> Task prompt
Count the lines of the records below that hold the word "post", and give only the number.

[Dataset records]
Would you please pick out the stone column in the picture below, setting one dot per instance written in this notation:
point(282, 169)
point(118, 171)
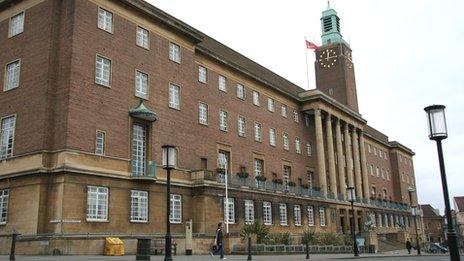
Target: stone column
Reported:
point(331, 155)
point(341, 167)
point(320, 152)
point(364, 166)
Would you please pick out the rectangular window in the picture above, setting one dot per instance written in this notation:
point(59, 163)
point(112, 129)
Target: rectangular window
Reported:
point(103, 71)
point(174, 96)
point(267, 213)
point(100, 143)
point(175, 213)
point(141, 84)
point(139, 206)
point(202, 74)
point(97, 203)
point(4, 196)
point(139, 149)
point(249, 212)
point(143, 37)
point(105, 20)
point(7, 134)
point(283, 214)
point(174, 52)
point(203, 113)
point(223, 120)
point(12, 75)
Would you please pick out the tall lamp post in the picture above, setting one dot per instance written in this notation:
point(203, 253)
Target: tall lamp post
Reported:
point(352, 199)
point(169, 162)
point(437, 131)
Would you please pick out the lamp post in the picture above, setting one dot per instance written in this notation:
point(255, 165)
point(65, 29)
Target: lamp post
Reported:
point(169, 162)
point(437, 131)
point(352, 199)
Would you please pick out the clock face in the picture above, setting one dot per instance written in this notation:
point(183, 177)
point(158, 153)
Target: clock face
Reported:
point(328, 58)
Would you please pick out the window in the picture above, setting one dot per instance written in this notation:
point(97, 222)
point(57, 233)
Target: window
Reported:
point(142, 38)
point(13, 71)
point(256, 98)
point(223, 120)
point(4, 196)
point(174, 52)
point(139, 149)
point(202, 74)
point(139, 206)
point(105, 20)
point(229, 211)
point(16, 24)
point(7, 133)
point(103, 71)
point(272, 137)
point(283, 214)
point(249, 212)
point(267, 213)
point(175, 213)
point(270, 104)
point(97, 203)
point(258, 133)
point(240, 91)
point(203, 113)
point(174, 96)
point(100, 143)
point(222, 83)
point(322, 216)
point(141, 84)
point(310, 215)
point(297, 215)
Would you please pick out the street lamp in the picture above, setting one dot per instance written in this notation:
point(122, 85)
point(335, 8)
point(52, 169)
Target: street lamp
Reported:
point(437, 131)
point(169, 162)
point(352, 199)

> Final answer
4